═══ Stored data

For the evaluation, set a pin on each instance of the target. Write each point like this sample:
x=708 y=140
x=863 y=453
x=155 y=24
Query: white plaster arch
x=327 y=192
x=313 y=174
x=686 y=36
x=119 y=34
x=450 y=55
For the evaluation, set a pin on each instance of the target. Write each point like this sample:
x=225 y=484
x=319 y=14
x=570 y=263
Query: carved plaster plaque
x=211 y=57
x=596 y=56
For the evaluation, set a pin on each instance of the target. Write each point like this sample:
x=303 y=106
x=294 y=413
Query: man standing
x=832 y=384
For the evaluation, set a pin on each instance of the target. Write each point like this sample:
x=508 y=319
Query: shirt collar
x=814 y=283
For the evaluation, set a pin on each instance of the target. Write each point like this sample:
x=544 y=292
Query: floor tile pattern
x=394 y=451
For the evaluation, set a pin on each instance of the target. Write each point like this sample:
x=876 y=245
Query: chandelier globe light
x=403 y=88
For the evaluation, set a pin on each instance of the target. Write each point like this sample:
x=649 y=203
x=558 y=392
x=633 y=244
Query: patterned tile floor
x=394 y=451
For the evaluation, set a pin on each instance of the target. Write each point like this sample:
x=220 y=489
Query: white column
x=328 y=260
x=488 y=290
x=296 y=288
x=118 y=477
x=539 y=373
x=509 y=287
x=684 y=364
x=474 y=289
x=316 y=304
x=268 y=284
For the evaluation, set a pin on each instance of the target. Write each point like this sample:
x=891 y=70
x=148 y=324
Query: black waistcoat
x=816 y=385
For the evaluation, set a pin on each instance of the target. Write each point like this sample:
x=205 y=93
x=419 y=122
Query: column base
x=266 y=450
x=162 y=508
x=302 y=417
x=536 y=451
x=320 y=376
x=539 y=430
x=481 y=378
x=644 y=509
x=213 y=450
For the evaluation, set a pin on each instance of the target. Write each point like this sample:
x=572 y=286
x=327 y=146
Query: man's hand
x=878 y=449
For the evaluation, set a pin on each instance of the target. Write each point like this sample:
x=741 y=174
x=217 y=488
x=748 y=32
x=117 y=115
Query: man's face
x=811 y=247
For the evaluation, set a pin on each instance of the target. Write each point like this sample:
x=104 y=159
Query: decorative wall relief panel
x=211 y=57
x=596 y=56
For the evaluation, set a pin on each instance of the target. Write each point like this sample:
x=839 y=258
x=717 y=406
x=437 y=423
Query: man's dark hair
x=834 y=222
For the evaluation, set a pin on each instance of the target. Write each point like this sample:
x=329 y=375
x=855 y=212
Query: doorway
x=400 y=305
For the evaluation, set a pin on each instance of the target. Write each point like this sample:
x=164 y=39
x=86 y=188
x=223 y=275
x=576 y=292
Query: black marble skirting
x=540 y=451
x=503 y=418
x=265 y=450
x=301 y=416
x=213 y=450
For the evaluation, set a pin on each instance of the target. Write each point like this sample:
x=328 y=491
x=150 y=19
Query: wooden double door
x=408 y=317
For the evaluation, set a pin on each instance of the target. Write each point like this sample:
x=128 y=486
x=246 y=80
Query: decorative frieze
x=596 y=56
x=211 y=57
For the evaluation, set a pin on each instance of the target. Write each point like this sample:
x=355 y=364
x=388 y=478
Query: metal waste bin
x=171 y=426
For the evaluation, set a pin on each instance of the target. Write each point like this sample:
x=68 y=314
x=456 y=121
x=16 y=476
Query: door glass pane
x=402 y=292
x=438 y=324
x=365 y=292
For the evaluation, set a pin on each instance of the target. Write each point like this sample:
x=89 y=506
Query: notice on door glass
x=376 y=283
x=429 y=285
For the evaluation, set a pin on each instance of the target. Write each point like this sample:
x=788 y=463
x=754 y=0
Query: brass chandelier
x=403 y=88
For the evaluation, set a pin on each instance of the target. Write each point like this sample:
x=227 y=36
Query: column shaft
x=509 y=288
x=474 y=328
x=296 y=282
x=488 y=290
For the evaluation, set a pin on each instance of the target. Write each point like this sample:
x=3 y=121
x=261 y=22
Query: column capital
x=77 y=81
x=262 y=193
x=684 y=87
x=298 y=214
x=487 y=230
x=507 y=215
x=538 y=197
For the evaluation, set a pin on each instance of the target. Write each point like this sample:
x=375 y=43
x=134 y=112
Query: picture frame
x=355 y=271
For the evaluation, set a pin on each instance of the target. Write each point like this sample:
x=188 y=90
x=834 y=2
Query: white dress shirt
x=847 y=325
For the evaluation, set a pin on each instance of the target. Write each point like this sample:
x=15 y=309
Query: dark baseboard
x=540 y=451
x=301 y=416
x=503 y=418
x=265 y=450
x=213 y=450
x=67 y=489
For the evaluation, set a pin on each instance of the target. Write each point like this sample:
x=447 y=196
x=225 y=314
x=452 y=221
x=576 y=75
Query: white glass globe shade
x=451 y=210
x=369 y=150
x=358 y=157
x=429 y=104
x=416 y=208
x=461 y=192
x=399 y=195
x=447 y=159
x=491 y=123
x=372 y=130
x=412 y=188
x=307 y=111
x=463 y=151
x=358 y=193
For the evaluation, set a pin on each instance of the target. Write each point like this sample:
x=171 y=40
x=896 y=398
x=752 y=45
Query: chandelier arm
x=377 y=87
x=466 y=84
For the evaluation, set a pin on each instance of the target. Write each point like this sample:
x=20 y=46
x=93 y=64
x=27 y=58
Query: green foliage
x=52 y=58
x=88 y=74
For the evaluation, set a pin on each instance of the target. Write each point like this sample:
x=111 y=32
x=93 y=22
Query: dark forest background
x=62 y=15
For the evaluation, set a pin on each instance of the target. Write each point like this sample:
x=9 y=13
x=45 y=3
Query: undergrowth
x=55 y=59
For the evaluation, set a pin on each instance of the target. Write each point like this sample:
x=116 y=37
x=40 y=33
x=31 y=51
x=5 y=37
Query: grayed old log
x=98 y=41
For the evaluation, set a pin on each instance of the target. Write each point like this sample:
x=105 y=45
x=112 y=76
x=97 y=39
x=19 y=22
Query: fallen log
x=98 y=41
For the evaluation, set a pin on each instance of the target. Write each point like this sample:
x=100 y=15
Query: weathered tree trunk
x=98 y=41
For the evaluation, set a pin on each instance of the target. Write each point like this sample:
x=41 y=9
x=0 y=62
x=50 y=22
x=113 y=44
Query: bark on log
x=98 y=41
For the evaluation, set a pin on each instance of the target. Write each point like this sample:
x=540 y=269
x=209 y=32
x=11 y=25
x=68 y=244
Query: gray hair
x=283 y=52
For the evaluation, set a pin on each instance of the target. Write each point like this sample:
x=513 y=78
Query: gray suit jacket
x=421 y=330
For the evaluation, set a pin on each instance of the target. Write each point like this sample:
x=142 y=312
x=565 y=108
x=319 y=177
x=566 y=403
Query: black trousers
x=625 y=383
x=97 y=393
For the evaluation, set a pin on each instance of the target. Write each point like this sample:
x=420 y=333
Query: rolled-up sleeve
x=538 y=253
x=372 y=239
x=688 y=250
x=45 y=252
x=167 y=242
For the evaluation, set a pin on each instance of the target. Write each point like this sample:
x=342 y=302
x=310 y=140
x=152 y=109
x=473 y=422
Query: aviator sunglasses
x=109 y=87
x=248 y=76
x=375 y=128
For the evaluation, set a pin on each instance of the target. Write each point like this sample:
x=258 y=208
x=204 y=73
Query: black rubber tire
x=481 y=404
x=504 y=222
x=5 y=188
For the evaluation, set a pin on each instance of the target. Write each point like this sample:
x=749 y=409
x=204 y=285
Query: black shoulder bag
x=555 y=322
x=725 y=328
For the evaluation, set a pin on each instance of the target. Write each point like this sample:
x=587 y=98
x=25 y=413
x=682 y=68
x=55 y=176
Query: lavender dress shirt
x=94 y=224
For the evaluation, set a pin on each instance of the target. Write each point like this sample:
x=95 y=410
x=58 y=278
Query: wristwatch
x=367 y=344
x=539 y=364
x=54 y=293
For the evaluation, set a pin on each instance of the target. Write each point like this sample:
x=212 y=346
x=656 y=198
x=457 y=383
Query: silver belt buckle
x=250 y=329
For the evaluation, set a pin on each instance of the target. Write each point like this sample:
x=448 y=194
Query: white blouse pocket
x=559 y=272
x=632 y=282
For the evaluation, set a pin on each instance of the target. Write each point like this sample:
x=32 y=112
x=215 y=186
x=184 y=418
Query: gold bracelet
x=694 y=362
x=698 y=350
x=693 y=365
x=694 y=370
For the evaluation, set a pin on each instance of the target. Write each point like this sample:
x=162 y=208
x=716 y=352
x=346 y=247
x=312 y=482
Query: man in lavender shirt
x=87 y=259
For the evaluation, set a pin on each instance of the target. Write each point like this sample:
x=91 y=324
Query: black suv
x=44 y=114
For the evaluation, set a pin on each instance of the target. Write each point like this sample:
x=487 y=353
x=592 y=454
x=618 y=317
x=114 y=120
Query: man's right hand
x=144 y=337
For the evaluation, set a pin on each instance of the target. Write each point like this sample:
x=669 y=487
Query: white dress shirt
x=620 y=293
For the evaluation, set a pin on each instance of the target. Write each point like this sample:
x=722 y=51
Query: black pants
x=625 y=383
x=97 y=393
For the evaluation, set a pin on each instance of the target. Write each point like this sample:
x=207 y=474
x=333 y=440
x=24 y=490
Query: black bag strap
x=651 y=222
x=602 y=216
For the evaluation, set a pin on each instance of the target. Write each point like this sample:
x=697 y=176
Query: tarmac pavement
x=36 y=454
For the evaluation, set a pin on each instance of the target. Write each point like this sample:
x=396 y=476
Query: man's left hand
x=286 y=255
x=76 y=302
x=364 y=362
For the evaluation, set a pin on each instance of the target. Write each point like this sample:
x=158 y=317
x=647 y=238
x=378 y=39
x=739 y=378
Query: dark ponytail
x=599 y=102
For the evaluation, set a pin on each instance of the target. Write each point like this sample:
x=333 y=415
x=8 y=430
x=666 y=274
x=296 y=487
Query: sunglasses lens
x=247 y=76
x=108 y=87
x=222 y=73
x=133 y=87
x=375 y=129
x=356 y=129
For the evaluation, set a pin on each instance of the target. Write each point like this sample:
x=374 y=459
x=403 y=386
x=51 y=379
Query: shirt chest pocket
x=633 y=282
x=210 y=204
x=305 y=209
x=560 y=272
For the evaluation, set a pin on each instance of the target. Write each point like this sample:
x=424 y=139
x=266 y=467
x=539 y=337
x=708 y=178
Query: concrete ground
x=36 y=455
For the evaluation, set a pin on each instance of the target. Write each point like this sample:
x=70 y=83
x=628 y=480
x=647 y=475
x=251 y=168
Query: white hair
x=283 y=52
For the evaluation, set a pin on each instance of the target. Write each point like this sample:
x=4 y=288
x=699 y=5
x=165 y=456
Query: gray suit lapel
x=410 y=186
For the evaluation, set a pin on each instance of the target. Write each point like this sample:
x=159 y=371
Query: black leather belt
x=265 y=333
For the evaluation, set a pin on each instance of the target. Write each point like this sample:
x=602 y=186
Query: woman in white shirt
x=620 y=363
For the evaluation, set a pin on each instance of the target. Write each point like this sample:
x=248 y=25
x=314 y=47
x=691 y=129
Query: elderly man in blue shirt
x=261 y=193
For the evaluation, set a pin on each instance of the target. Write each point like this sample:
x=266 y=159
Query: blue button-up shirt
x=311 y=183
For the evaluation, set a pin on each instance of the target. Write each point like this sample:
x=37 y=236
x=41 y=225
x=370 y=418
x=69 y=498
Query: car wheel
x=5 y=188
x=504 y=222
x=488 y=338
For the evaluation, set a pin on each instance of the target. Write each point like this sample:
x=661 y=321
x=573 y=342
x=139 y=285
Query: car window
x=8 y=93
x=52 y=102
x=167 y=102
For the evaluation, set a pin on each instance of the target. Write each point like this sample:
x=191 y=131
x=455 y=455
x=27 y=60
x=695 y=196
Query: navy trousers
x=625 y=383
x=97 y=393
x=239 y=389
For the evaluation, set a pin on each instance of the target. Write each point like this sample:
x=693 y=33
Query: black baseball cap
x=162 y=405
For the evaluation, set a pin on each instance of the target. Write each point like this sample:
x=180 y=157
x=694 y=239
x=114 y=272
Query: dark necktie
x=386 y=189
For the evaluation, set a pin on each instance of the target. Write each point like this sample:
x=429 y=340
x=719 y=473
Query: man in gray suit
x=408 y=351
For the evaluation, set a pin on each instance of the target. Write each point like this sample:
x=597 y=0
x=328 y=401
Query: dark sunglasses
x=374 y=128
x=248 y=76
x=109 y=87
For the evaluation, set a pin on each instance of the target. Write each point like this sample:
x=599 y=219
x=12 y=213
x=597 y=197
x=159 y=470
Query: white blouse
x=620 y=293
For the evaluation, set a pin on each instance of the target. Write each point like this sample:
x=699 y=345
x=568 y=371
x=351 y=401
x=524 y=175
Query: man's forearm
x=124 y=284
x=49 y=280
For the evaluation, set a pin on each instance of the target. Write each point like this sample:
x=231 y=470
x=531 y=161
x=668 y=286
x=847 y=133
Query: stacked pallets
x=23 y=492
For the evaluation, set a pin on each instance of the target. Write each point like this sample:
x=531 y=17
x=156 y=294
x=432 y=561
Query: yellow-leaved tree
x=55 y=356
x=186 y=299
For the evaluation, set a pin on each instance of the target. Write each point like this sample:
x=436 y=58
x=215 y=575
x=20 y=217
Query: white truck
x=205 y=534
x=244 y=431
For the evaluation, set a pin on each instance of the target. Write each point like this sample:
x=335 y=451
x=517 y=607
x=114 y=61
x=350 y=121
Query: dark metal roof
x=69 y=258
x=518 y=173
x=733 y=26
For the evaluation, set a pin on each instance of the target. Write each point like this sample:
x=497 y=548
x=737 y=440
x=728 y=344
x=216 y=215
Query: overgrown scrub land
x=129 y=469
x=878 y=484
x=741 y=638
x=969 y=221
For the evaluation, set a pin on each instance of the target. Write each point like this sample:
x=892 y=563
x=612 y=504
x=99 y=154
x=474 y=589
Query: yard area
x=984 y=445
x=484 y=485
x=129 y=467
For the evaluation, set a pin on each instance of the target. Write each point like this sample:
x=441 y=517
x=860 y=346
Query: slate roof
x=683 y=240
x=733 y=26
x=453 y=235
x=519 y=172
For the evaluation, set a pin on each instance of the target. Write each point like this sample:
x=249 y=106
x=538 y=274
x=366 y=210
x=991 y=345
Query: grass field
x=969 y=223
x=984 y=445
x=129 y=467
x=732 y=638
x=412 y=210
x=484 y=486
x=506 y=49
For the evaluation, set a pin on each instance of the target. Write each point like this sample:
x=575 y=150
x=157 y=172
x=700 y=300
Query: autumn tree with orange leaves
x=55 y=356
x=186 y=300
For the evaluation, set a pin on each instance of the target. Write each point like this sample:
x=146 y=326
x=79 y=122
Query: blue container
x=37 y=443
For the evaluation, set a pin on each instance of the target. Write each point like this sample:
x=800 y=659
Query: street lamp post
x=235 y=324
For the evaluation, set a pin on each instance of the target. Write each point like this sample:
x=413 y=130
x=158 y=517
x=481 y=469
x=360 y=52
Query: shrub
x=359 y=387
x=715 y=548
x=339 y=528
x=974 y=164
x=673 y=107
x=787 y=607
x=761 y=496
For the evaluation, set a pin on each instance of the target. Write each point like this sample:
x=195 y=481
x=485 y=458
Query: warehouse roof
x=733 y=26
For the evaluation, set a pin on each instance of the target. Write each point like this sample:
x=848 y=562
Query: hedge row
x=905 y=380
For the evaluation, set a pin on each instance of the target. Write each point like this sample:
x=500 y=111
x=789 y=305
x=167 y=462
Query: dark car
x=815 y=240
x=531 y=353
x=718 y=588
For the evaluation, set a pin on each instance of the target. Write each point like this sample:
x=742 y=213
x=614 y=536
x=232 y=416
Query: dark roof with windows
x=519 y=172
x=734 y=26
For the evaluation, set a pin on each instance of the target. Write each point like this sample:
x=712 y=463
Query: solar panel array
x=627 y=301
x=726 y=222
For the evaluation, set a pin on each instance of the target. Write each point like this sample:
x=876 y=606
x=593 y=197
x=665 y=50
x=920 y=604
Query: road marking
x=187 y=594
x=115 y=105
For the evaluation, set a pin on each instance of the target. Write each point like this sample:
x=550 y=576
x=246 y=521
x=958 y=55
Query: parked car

══════

Rewrite the records from the first line up to and including the line with "x=878 y=449", changing "evaluation" to "assessment" and leaving everything else as it is.

• _Task solution_:
For the assessment, set a pin on each instance of the target. Write each point like this sample:
x=708 y=140
x=863 y=453
x=155 y=24
Query: white plaster arch
x=327 y=192
x=313 y=174
x=686 y=36
x=119 y=34
x=450 y=55
For the assessment, set a pin on each instance of the target. Write each point like this sample:
x=225 y=484
x=319 y=14
x=570 y=263
Query: carved plaster plaque
x=211 y=57
x=596 y=56
For the assessment, set a pin on each instance of the target. Write each point like this sample:
x=303 y=106
x=294 y=413
Query: man standing
x=832 y=384
For the assessment, set a pin on each instance of the target. Write each point like this sample:
x=508 y=319
Query: shirt collar
x=814 y=283
For the assessment, set a pin on each instance of the target. Write each point like this sample:
x=544 y=292
Query: floor tile pattern
x=394 y=451
For the assessment, set a pin on each instance of the target. Write each point like this sample:
x=876 y=245
Query: chandelier globe light
x=403 y=88
For the assessment, set a pin on each instance of the target. Write each point like this sample:
x=649 y=203
x=558 y=392
x=633 y=244
Query: patterned tile floor
x=394 y=451
For the assessment, set a pin on each instance of the target. Write each point like this sample:
x=220 y=489
Query: white column
x=328 y=260
x=488 y=290
x=296 y=288
x=118 y=477
x=539 y=373
x=509 y=287
x=684 y=364
x=474 y=289
x=316 y=304
x=268 y=284
For the assessment, set a pin on each instance of the target. Write each point like this sample:
x=891 y=70
x=148 y=324
Query: black waistcoat
x=816 y=385
For the assessment, set a pin on each instance of the target. Write each point like this sample:
x=205 y=93
x=419 y=122
Query: column base
x=266 y=450
x=162 y=508
x=302 y=417
x=536 y=451
x=320 y=376
x=539 y=430
x=481 y=378
x=644 y=509
x=213 y=450
For the assessment, set a pin on each instance of the target. Write each point like this sample:
x=572 y=286
x=327 y=146
Query: man's hand
x=878 y=449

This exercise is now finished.